## Try it
Write out each record exactly as given, but do not include the pictures.

____________

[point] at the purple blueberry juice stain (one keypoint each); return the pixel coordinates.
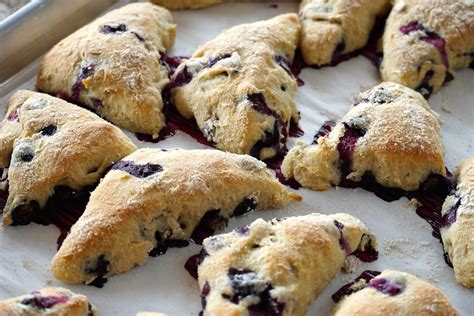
(430, 195)
(208, 225)
(386, 286)
(44, 302)
(347, 289)
(137, 170)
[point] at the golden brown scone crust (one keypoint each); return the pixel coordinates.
(458, 238)
(417, 298)
(126, 211)
(408, 59)
(67, 304)
(328, 26)
(239, 66)
(296, 256)
(47, 142)
(401, 146)
(121, 74)
(185, 4)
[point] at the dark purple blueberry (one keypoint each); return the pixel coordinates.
(347, 289)
(386, 286)
(369, 254)
(23, 214)
(346, 147)
(139, 171)
(208, 225)
(244, 230)
(99, 269)
(97, 103)
(247, 205)
(14, 117)
(411, 27)
(194, 261)
(324, 130)
(206, 289)
(44, 302)
(120, 28)
(77, 87)
(450, 217)
(342, 241)
(49, 130)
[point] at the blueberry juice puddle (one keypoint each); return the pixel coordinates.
(62, 210)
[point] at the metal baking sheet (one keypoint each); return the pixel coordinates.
(163, 285)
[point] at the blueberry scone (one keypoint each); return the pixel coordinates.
(48, 301)
(277, 267)
(458, 224)
(185, 4)
(390, 135)
(239, 87)
(334, 28)
(154, 199)
(113, 66)
(426, 41)
(47, 143)
(393, 293)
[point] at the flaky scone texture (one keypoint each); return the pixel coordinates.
(390, 132)
(47, 143)
(239, 87)
(416, 297)
(185, 4)
(160, 195)
(113, 66)
(425, 41)
(336, 27)
(277, 267)
(458, 232)
(48, 301)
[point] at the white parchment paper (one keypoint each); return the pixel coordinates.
(162, 284)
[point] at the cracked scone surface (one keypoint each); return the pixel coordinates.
(48, 143)
(395, 293)
(239, 87)
(185, 4)
(390, 133)
(113, 66)
(277, 267)
(152, 197)
(458, 224)
(336, 27)
(48, 301)
(426, 41)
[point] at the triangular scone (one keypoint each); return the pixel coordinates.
(47, 143)
(113, 66)
(154, 199)
(239, 87)
(394, 293)
(48, 301)
(458, 224)
(390, 135)
(331, 29)
(277, 267)
(185, 4)
(426, 41)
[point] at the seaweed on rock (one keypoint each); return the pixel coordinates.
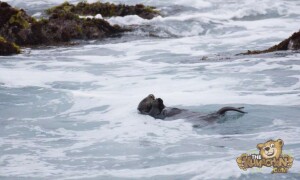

____________

## Finished task
[point] at the purple blueberry juice stain (one keypoint each); return the pixel coordinates.
(430, 195)
(208, 225)
(386, 286)
(44, 302)
(347, 289)
(137, 170)
[point] at the golden brown scone crust (one keypoint each); return the pixel coordinates.
(458, 238)
(417, 298)
(126, 211)
(408, 59)
(67, 304)
(328, 26)
(239, 66)
(296, 256)
(47, 142)
(401, 146)
(121, 74)
(185, 4)
[point] at the dark purple blueberry (one keypoint each); return the pixel coordinates.
(347, 289)
(386, 286)
(369, 254)
(23, 214)
(346, 147)
(139, 171)
(208, 225)
(244, 230)
(99, 269)
(97, 103)
(247, 205)
(14, 117)
(411, 27)
(194, 261)
(324, 130)
(206, 289)
(44, 302)
(120, 28)
(77, 87)
(450, 217)
(342, 241)
(49, 130)
[point] at the blueberry juice puddle (one keypoint each); return the pixel coordinates.
(62, 210)
[point] at the metal baking sheet (one keypoint each); return the pixel coordinates.
(163, 285)
[point] at the blueberry scone (one keypoint each); return the pixel coordinates.
(48, 301)
(277, 267)
(458, 224)
(185, 4)
(390, 135)
(239, 87)
(334, 28)
(154, 199)
(113, 66)
(426, 41)
(47, 143)
(393, 293)
[point] at the flaky scone texture (one keypoint each); return the pixel coordinates.
(390, 132)
(47, 143)
(239, 87)
(416, 297)
(185, 4)
(160, 195)
(113, 66)
(425, 41)
(336, 27)
(277, 267)
(458, 232)
(48, 301)
[point] at the white parchment paper (one keypoint each); return the pixel coordinates.
(162, 284)
[point] at the cracked scone surface (one keypoint each); return the pixel coordinates.
(48, 143)
(395, 293)
(239, 87)
(185, 4)
(390, 133)
(113, 66)
(277, 267)
(152, 197)
(458, 224)
(336, 27)
(48, 301)
(426, 41)
[point] at the triangular scone (one keypoint each); return the pixel coordinates.
(47, 143)
(113, 66)
(154, 199)
(239, 87)
(394, 293)
(48, 301)
(458, 224)
(390, 135)
(331, 29)
(277, 267)
(185, 4)
(426, 41)
[point] at the seaweed on rock (one keypoint each); return the pixel coordinates.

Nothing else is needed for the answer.